AIM OF THE TASK: Retype, character for character, the lines from the one containing "[point] white line" through the last line of the records, inclusive.

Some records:
# # # #

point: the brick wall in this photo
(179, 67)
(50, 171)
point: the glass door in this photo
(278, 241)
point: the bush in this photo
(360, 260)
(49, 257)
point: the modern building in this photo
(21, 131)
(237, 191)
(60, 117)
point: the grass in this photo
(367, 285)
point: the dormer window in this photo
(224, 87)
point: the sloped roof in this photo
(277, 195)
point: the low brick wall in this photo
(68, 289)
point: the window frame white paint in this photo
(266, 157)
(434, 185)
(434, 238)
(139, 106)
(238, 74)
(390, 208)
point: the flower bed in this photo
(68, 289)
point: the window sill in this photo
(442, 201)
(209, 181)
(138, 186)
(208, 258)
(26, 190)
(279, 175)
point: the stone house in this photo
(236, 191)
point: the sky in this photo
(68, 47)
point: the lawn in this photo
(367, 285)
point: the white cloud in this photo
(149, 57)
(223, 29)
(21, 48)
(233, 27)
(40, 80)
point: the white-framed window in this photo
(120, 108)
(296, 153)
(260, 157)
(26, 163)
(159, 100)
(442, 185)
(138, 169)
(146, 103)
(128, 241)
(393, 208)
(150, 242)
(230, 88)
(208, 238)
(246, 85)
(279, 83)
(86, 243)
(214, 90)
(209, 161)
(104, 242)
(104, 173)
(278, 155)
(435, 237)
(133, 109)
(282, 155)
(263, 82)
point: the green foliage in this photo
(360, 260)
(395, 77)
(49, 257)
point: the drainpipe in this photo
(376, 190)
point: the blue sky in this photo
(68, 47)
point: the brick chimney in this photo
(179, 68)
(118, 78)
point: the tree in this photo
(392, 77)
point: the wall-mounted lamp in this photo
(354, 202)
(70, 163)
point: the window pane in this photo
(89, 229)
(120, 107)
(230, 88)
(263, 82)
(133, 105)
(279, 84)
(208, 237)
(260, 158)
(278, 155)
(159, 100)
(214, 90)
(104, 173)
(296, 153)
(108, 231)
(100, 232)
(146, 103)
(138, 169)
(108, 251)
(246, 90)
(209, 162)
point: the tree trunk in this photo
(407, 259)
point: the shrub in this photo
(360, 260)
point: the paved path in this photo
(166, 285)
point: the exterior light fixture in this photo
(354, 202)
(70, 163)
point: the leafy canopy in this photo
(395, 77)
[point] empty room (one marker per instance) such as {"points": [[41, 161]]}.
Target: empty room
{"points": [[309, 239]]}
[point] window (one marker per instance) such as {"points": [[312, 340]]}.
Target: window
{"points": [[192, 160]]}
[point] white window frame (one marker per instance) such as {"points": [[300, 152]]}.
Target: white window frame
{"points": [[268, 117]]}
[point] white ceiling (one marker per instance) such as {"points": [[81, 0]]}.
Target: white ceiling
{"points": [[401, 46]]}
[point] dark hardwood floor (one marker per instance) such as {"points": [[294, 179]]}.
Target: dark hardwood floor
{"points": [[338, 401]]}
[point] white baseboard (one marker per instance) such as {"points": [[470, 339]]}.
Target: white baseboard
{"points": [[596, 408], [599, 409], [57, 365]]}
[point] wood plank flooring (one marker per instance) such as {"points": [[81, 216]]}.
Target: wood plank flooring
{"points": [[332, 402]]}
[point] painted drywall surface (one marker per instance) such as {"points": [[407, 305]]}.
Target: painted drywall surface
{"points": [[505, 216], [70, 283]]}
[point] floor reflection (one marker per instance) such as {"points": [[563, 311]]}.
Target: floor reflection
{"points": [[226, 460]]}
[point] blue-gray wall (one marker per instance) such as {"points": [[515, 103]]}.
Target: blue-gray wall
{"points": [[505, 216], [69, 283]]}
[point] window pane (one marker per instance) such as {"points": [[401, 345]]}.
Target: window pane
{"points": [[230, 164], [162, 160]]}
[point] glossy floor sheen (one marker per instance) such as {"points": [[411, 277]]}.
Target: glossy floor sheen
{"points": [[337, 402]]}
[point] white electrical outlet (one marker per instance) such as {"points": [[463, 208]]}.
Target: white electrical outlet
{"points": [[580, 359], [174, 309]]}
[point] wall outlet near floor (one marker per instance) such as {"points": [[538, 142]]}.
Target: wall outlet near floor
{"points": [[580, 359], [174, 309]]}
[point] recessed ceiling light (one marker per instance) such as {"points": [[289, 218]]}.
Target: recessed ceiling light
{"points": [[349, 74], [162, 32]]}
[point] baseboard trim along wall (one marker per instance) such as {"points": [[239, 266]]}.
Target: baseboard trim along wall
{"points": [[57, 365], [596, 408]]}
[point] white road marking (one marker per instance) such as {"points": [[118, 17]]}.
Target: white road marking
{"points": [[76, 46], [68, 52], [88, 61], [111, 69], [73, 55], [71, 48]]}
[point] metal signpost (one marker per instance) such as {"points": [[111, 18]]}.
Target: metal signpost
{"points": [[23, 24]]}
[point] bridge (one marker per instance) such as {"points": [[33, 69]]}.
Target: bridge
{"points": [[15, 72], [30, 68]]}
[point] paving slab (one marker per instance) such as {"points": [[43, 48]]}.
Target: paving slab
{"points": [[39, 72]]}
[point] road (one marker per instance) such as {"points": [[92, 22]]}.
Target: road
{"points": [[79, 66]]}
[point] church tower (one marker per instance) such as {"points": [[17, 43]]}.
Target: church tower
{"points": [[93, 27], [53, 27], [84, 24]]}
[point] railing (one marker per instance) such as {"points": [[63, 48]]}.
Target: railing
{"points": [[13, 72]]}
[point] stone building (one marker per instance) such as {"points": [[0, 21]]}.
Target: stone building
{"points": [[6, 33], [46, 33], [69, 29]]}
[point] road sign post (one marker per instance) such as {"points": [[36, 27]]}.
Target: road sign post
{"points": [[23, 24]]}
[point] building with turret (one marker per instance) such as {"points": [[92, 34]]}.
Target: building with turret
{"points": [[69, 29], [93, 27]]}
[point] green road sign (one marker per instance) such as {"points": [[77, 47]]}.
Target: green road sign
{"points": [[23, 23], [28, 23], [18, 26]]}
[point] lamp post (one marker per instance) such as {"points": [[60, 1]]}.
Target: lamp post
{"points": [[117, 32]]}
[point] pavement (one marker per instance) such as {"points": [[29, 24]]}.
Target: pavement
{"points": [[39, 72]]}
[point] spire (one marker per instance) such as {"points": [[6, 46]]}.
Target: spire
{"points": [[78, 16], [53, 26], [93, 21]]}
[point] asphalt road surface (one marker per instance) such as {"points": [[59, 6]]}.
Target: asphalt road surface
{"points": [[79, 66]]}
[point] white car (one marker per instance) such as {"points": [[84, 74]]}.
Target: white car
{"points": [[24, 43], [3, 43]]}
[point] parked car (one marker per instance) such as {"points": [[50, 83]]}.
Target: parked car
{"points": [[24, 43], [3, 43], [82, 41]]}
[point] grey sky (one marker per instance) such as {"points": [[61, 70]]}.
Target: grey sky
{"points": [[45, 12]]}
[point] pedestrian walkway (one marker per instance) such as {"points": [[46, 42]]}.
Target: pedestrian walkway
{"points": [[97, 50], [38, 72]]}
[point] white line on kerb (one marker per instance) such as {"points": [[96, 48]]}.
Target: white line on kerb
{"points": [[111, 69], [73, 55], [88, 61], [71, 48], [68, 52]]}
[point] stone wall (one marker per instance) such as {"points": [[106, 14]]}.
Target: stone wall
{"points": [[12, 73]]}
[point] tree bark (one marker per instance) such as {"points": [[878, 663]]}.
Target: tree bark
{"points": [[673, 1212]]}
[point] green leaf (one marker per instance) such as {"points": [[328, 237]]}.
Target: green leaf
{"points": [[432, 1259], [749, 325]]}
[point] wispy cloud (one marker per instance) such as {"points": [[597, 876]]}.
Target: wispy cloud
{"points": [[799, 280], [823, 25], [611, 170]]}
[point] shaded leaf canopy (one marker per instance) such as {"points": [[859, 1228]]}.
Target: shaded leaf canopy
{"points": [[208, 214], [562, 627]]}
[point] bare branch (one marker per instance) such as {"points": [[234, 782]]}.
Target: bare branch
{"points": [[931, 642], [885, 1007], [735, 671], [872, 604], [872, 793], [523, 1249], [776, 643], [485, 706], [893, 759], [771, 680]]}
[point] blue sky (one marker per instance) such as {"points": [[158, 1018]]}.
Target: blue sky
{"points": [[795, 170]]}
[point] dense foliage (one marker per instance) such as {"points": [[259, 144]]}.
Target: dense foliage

# # # #

EXERCISE OUTPUT:
[point] white line on kerb (one marker per instance) such as {"points": [[96, 48]]}.
Target: white line on kerb
{"points": [[111, 69], [73, 55], [88, 61], [71, 48], [68, 52]]}
[point] stone wall (one marker per instance) such as {"points": [[106, 14]]}.
Target: stone wall
{"points": [[12, 73]]}
[point] tree bark (one marker per instance) such as {"points": [[878, 663]]}.
Target: tree bark
{"points": [[673, 1212]]}
[point] green leaf (one marker per instance) such as {"points": [[328, 237]]}.
Target: green leaf
{"points": [[432, 1259], [749, 325]]}
[point] wispy cloud (one marker per instance) such as {"points": [[597, 876]]}.
Target: wispy cloud
{"points": [[799, 280], [823, 25], [611, 170]]}
[point] shaded leaf canopy (one marker per instance) such as {"points": [[859, 1228]]}.
Target: shaded leaf canopy
{"points": [[208, 214], [562, 627]]}
[point] bare branch (one marker per instance) such as {"points": [[234, 782]]}.
Target: bare branch
{"points": [[931, 642], [885, 1007], [735, 671], [872, 604], [872, 793], [523, 1249], [776, 643], [485, 706], [893, 759], [771, 680]]}
[point] blue sky (one marker per instance) such as {"points": [[158, 1018]]}.
Target: blue sky
{"points": [[795, 170]]}
[point] dense foliage (one marker per instance) such as {"points": [[259, 144]]}.
Target: dense foliage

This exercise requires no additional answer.